What you will do: Give back exactly the lines of the entries below from the line with "Query: olive tree" to the line with "shadow on deck.", inclusive, and only those.

[[ Material supplied open ]]

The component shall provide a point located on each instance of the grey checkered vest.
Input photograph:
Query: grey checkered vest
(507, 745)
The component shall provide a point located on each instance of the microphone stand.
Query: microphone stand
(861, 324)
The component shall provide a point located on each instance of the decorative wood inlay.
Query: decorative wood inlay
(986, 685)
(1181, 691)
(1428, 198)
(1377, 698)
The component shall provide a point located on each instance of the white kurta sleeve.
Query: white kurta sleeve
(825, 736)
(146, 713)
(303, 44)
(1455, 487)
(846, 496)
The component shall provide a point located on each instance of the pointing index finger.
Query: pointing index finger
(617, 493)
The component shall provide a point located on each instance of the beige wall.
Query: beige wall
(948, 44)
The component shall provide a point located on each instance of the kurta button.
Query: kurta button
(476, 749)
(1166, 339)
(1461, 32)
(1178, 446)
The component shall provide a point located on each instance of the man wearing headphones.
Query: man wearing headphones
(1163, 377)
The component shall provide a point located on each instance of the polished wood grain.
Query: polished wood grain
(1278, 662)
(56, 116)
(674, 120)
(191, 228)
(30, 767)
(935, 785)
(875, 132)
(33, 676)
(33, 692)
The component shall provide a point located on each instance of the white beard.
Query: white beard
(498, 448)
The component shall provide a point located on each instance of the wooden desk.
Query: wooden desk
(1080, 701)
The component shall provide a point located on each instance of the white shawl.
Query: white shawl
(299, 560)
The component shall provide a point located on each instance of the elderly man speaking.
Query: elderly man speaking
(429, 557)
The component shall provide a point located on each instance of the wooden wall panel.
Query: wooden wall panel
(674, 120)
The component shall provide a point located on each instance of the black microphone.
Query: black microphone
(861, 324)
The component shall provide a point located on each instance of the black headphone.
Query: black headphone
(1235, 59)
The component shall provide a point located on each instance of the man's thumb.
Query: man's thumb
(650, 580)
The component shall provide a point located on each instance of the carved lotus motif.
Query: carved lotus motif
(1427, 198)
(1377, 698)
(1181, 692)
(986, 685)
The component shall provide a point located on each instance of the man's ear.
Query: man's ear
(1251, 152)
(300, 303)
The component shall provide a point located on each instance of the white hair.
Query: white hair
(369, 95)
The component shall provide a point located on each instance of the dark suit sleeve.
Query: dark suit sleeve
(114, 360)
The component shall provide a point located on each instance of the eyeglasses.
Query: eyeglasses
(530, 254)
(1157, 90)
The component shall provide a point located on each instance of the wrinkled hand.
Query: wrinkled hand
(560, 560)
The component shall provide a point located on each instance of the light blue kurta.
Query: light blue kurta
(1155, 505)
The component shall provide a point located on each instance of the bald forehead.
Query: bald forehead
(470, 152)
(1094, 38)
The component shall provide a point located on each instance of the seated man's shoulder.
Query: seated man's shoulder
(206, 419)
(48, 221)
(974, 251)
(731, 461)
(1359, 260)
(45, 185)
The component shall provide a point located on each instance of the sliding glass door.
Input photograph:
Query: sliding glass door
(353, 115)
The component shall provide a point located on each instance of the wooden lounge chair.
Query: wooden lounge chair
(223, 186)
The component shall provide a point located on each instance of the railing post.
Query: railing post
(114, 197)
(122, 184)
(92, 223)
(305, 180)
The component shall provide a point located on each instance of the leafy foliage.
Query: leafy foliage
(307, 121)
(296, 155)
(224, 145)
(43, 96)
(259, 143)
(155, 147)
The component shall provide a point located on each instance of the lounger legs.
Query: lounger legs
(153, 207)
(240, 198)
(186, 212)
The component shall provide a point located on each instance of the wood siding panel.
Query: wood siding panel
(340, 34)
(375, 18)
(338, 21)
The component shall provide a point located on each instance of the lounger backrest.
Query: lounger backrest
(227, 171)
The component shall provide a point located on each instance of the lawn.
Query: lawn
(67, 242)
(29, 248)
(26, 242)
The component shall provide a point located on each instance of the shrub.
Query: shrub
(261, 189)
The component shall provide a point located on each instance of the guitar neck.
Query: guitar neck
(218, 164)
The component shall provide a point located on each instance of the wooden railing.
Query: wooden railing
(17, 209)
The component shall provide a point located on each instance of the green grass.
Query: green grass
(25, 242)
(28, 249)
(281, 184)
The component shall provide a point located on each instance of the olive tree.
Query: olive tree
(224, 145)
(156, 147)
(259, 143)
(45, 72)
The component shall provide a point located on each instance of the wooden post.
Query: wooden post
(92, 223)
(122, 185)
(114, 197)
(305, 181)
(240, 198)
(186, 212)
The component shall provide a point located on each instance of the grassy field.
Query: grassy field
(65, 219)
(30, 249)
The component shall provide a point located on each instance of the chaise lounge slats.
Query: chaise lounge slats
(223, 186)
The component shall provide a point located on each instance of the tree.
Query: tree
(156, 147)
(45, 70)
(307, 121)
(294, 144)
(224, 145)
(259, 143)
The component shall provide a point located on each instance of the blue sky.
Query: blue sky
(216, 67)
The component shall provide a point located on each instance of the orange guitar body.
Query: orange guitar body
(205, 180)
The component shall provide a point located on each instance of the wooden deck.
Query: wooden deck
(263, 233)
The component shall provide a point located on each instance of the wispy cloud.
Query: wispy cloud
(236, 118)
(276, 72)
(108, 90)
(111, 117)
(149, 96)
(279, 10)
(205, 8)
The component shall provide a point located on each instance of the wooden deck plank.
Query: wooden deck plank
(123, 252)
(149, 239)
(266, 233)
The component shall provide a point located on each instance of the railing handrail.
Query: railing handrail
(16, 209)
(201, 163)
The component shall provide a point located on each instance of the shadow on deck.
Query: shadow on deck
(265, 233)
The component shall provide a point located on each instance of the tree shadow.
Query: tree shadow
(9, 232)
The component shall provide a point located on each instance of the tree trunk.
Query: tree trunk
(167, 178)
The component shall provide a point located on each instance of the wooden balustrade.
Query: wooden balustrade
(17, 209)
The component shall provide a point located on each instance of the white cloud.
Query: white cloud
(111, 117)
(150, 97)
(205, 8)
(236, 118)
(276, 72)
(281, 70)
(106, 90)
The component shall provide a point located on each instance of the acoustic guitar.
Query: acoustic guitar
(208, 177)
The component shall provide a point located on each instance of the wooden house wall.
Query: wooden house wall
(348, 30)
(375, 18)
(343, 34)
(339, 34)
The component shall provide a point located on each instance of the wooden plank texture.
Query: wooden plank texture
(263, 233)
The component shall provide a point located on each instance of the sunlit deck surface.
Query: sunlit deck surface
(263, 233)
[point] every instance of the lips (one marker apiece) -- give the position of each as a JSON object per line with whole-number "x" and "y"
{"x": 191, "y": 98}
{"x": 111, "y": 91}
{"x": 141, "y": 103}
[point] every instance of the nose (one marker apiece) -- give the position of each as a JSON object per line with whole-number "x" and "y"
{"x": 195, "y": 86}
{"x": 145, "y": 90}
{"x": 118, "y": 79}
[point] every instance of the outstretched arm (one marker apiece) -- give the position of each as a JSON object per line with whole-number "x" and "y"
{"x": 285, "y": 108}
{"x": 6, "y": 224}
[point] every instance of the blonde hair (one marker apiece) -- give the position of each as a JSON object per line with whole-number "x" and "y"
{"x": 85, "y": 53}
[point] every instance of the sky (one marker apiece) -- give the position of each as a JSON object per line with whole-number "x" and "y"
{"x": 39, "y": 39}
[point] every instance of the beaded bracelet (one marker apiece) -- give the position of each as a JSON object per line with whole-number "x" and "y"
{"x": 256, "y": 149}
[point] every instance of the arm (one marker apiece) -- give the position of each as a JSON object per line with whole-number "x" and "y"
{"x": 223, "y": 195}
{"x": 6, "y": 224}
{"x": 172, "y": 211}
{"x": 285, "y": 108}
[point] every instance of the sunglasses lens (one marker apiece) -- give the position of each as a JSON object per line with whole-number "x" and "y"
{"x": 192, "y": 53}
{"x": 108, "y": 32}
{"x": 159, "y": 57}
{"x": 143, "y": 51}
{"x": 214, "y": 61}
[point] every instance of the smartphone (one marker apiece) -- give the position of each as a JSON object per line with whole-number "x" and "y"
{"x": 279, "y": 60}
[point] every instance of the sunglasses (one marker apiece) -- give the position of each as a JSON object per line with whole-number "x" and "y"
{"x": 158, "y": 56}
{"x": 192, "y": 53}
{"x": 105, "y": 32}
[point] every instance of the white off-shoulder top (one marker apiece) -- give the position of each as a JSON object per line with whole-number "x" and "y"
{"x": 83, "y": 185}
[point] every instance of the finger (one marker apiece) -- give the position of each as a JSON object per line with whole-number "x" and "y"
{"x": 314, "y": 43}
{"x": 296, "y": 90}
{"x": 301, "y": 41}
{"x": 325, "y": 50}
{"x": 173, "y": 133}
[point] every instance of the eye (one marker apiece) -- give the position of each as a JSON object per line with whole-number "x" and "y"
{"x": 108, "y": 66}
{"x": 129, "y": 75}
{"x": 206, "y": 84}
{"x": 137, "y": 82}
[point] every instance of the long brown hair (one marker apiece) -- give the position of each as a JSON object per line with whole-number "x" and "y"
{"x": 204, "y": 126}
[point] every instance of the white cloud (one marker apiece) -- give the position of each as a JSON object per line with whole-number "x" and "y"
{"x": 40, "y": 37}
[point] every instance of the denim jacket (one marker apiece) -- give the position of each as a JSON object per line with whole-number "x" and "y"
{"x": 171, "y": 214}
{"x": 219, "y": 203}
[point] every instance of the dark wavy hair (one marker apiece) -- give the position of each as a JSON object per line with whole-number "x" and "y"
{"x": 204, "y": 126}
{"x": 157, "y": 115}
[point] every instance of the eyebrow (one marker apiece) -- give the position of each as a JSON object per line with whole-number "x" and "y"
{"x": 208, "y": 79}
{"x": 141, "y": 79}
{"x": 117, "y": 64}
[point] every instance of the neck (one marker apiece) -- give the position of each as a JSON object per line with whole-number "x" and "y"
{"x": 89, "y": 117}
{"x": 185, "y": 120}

[[ Material supplied closed ]]

Exercise solution:
Query: olive tree
(224, 145)
(156, 147)
(259, 143)
(45, 72)
The component shall provide a point located on each instance of the wooden post.
Query: wooden post
(92, 223)
(122, 185)
(114, 197)
(305, 181)
(240, 198)
(186, 212)
The component shall provide a point located on each instance of the grassy field.
Query: grassy field
(65, 219)
(30, 249)
The component shall provide a point located on each instance of the chaise lounge slats.
Query: chaise lounge slats
(223, 186)
The component shall provide a point located on each instance of the tree.
Query: tree
(156, 147)
(45, 70)
(307, 121)
(294, 144)
(224, 145)
(259, 143)
The component shall provide a point located on each instance of the blue sky.
Query: blue sky
(216, 67)
The component shall provide a point located on each instance of the orange guitar body.
Query: orange guitar body
(205, 180)
The component shall provide a point located on each instance of the wooden deck.
Query: wooden deck
(263, 233)
The component shall provide a point located on each instance of the wispy cloud.
Query: wispy cloud
(236, 118)
(276, 72)
(108, 90)
(111, 117)
(149, 96)
(279, 10)
(205, 8)
The component shall provide a point located on each instance of the wooden deck plank.
Query: wooden deck plank
(123, 252)
(149, 239)
(266, 233)
The component shall provide a point located on each instance of the railing handrail.
Query: railing handrail
(16, 209)
(201, 163)
The component shall provide a point located on each instance of the shadow on deck.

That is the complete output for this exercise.